Since etale fundamental group of a scheme $X$ is the group of natural automorphisms of the fibre functor of the category of finite etale covers of $X$, it comes with structure of a topological group. Is there some natural topology on higher etale homotopy groups (if we do not assume that $X$ is not geometrically unibranch)?
1 Answer
TL;DR The higher étale homotopy groups are the homotopy groups of the profinite completion of the shape of the étale topos. As such they are profinite groups. If you choose to see profinite groups as topological groups, group schemes or prosystems is largely a matter of choice.
How is the étale homotopy group defined? There are many ways, but possibly the most elegant understanding of it, can be obtained using the theory of the shape of an $∞$topos. Under this theory, for any ($∞$)topos $\mathscr{X}$ we can obtain a functor $$\mathrm{sh}(\mathscr{X}):\mathrm{Space}→\mathrm{Space}\,,$$ where $\mathrm{Space}$ is the $\infty$category of spaces, by sending a Kan complex $K$ to $\Gamma(\mathscr{X},\underline{K})$, the (derived) global sections of the constant sheaf at $K$ [1]. Since this functor commutes with finite (homotopy) limits, it is of the form $$ \mathrm{sh}(\mathscr{X})(K)=\mathrm{colim}_i\mathrm{Map}(U_i,K)$$ for some (uniquely determined) prosystem of spaces $\{U_i\}_i$. [2]
Once we have the prospace $\mathrm{sh}(\mathscr{X})$, we can consider its profinite completion, which in this language is simply the restriction of the functor to the ($∞$)category of $\pi$finite spaces (those spaces that have only finitely many nonzero homotopy groups, and such that all those homotopy groups are finite). This has also the nice technical advantage of ignoring the difference between a topos and its hypercompletion. This corresponds to replacing every $U_i$ in the above prosystem by "$\pi$finite approximations" (i.e. by the prosystem of $\pi$finite spaces with a map from $U_i$).
Long story short, we can associate to the étale topos of a scheme $X$ a (uniquely determined) prosystem $\{X_i\}_i$ of $\pi$finite spaces. Moreover, since this construction is functorial in the scheme, to every geometric point $x:\mathrm{Spec}\,\Omega\to X$ we can associate a map of prosystems $\ast→ \{X_i\}_i$, that is up to reindexing, a coherent choice of basepoint $x_i$ to each $X_i$. In particular, for any $n\ge 1$, we can consider the prosystem of groups $$ \{\pi_n(X_i,x_i)\}_i$$ Since all $X_i$ are $\pi$finite, this is in fact a prosystem of finite groups. But prosystems of finite groups are well known to be exactly the same thing as profinite groups.
In particular you could see $\pi_n(\mathscr{X},x)$ as some kind of topological group (since we know that profinite groups are the same thing as compact totally disconnected topological groups), although how useful that is in practice I couldn't say. You could also see it as a particular group scheme (and this can be useful to compare it to other constructions that naturally produce a group scheme).

==============================

** REQUIRED TASKS **
- 1) Based on the thread on étale homotopy groups, say whether each statement below agrees with it. Answer yes or no for each and quote the deciding words from the thread.
(a) The higher étale homotopy groups are profinite groups.
(b) Passing to the profinite completion has the advantage of ignoring the difference between a topos and its hypercompletion.
(c) The answer asserts that viewing these groups as topological groups is clearly useful in practice.
- 2) Quote the passage of the thread on étale homotopy groups that begins at the words "In particular you" and ends after the words "a group scheme).", without altering it.

** SUPPLIED INFORMATION **
==============================

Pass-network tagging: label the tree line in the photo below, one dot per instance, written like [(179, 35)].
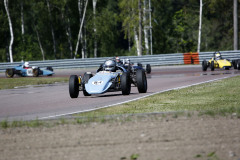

==============================

** EXPECTED RESULTS **
- 1)
(a) Yes: "As such they are profinite groups."
(b) Yes: "This has also the nice technical advantage of ignoring the difference between a topos and its hypercompletion."
(c) No: "although how useful that is in practice I couldn't say."

- 2)
In particular you could see $\pi_n(\mathscr{X},x)$ as some kind of topological group (since we know that profinite groups are the same thing as compact totally disconnected topological groups), although how useful that is in practice I couldn't say. You could also see it as a particular group scheme (and this can be useful to compare it to other constructions that naturally produce a group scheme).